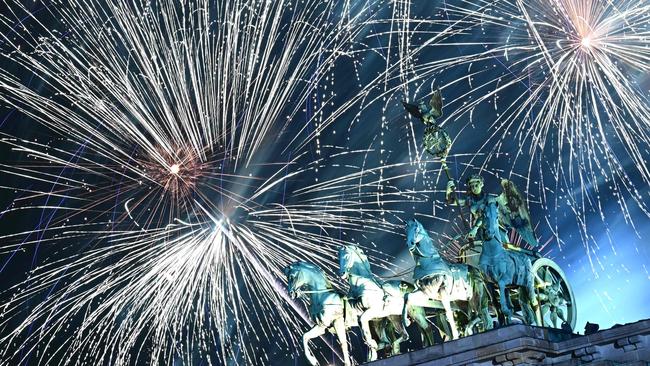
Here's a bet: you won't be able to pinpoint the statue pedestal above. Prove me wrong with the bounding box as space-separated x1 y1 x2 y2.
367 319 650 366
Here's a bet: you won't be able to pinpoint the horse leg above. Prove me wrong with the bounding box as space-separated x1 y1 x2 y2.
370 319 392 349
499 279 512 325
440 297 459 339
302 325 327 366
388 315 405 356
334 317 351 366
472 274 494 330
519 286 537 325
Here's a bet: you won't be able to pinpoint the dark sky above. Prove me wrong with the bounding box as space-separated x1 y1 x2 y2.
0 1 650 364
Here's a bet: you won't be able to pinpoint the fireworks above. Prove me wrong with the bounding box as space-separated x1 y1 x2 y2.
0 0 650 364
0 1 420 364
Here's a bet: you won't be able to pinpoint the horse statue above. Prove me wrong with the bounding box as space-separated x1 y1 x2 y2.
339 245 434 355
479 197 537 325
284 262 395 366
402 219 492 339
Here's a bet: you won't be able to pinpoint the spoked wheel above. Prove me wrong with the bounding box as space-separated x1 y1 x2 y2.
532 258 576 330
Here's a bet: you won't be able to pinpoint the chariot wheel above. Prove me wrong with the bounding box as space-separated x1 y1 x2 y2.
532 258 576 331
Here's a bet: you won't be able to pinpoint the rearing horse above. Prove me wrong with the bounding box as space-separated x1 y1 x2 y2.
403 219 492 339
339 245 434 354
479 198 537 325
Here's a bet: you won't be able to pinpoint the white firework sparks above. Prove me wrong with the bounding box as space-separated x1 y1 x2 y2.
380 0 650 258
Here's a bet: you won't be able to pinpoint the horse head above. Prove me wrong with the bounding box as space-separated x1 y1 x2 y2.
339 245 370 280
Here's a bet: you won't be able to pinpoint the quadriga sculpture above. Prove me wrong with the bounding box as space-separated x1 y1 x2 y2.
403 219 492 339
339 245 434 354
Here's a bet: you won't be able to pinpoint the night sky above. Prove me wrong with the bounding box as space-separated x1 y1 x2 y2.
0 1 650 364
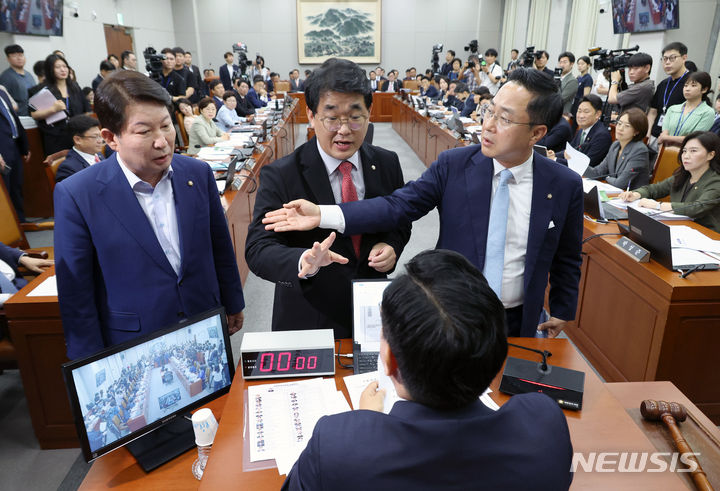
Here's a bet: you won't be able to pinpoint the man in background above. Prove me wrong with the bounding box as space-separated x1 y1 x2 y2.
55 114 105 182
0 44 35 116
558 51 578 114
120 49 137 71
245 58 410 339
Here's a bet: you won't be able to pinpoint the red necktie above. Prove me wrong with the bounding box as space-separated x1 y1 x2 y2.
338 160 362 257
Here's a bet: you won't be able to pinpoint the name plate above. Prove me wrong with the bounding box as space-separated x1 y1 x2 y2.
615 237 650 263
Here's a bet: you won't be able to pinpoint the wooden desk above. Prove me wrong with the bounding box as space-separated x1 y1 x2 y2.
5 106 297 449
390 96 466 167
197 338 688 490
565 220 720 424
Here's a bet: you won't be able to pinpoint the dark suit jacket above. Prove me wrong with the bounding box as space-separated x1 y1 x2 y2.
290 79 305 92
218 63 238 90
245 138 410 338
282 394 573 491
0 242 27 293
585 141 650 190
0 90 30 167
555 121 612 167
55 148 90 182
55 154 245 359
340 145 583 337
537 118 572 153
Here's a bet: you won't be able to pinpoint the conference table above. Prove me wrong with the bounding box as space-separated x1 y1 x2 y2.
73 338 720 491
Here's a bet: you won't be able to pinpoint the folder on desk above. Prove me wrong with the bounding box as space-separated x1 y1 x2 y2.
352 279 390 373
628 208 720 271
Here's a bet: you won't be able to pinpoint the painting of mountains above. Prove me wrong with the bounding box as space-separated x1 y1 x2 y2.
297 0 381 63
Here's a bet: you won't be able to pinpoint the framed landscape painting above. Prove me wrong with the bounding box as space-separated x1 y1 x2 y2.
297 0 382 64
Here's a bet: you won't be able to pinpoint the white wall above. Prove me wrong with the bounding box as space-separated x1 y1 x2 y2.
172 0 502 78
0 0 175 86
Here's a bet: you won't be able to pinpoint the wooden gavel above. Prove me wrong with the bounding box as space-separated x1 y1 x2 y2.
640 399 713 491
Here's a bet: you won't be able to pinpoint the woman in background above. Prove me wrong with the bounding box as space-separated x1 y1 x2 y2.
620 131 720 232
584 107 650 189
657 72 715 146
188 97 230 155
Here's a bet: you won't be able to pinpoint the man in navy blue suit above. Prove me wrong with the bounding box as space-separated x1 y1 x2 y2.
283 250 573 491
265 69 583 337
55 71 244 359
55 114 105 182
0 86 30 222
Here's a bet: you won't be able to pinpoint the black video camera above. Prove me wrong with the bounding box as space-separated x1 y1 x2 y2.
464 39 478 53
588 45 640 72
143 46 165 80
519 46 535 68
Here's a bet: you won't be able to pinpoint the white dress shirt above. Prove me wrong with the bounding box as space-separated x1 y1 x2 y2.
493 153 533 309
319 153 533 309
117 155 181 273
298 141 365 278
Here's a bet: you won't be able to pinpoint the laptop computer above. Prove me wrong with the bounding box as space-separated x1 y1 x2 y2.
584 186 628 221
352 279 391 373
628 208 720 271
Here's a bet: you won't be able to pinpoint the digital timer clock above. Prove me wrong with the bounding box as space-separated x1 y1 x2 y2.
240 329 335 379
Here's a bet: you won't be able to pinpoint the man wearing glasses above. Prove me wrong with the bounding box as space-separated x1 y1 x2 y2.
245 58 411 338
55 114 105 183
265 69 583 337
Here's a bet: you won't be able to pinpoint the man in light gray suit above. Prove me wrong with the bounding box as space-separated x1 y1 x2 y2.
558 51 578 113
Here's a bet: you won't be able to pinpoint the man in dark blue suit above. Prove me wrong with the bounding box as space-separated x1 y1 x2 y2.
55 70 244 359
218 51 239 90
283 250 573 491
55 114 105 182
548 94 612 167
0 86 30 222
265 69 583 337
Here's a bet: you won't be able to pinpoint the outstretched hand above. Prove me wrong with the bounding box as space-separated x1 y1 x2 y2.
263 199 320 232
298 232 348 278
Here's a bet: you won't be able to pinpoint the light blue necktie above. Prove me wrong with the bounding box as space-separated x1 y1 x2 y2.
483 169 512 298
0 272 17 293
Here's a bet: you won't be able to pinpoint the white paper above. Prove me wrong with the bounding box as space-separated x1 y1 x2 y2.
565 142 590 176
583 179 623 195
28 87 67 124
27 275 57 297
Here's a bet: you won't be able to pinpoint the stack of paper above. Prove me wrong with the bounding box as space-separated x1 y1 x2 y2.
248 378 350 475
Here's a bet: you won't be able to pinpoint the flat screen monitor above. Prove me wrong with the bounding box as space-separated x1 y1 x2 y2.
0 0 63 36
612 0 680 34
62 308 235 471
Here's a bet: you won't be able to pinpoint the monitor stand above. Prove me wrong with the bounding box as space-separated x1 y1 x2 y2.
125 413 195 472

****************

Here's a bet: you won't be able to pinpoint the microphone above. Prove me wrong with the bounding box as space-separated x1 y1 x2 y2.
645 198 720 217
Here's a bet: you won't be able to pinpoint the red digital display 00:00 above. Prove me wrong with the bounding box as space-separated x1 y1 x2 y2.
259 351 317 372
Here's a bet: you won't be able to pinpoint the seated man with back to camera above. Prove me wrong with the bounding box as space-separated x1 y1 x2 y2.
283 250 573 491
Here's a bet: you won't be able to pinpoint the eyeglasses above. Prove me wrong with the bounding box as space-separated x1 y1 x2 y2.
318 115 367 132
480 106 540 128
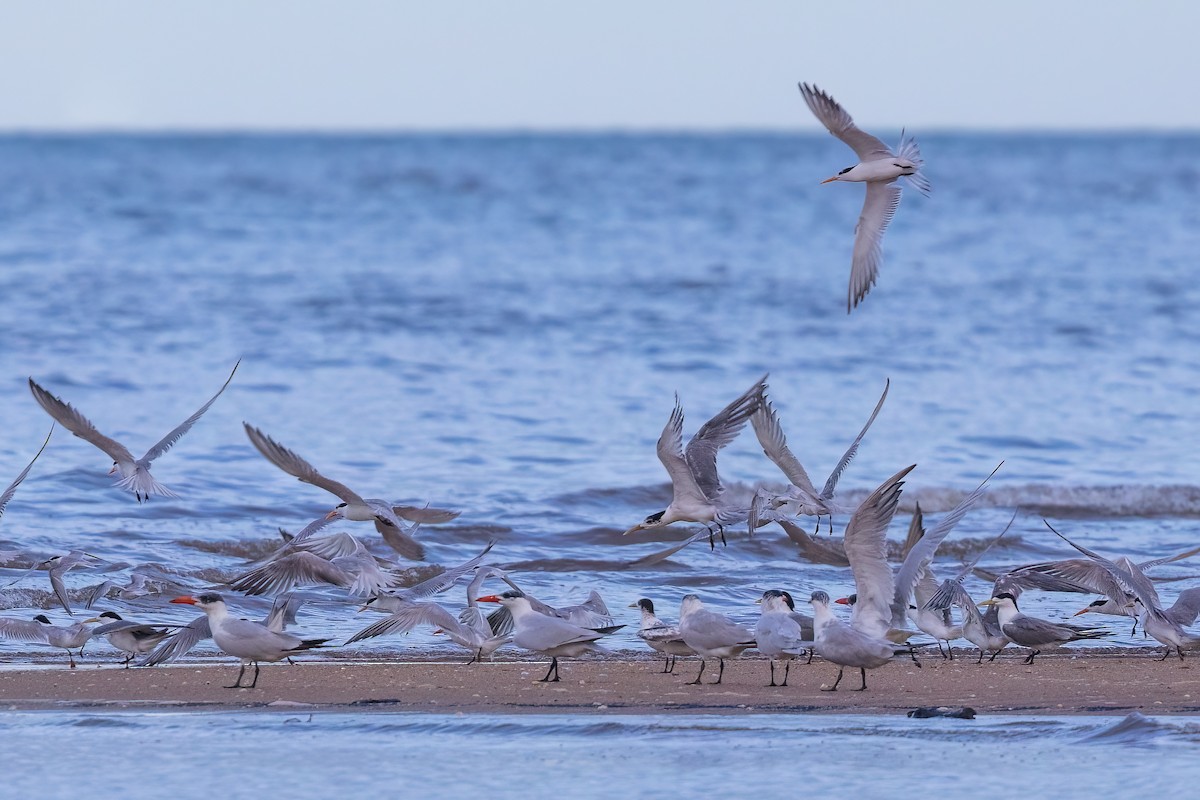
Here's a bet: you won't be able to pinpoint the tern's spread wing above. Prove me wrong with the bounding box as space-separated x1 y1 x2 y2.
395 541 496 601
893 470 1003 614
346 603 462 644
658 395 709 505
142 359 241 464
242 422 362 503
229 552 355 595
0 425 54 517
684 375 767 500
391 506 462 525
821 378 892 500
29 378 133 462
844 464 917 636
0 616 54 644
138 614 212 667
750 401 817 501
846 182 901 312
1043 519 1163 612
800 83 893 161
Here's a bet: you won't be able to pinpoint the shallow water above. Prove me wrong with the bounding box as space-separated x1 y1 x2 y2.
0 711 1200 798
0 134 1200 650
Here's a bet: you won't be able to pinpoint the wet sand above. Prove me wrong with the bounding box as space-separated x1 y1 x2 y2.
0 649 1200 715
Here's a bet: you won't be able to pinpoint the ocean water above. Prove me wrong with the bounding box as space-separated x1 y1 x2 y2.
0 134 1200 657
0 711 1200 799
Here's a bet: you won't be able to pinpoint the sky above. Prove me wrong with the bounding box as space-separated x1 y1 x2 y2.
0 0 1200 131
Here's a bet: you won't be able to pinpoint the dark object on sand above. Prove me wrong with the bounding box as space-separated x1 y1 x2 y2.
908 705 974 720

****************

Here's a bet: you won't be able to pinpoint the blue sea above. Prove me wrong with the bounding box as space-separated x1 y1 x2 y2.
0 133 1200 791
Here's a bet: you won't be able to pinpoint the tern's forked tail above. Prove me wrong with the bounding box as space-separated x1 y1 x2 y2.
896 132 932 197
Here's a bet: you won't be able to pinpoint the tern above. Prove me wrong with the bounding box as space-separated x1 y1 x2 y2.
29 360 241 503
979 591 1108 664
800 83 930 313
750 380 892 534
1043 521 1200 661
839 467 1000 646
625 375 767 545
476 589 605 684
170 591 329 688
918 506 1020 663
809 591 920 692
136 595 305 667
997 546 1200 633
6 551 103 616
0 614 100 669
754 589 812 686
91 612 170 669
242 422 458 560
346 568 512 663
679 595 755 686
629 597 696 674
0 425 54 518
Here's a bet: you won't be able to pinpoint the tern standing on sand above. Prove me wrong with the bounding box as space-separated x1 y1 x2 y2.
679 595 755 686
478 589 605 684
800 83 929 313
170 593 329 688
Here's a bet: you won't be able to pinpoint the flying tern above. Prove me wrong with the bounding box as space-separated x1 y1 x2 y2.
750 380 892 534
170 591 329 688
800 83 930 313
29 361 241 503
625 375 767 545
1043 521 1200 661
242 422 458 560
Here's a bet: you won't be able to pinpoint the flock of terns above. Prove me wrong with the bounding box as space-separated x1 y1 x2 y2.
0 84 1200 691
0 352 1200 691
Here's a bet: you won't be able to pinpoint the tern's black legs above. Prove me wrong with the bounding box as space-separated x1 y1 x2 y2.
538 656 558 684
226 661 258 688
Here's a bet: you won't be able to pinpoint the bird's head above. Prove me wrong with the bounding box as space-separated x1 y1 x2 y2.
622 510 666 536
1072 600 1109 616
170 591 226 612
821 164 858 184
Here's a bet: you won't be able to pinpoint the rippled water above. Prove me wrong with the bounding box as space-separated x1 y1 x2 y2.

****************

▶ [Instruction]:
Reproduce the stretch from the line containing "Here's a bet: you won't be able to pinpoint the statue" through the line containing "519 286 537 325", swapping "statue pedestal" for "stone plinth" and leaving everything else unchanged.

▶ [Solution to the problem]:
Here's a bet: you won't be able to pinpoint the stone plinth above. Prove me wrong with the bounding box as space-separated x1 y1 x2 y2.
367 319 650 366
Here's a bet: you won't be able to pinpoint the horse leg above. Prove me wrong with the bounding box as space-separated x1 y1 x2 y2.
370 319 392 349
499 279 512 325
440 297 459 339
302 325 327 366
388 315 405 356
334 317 351 366
472 274 494 330
519 286 537 325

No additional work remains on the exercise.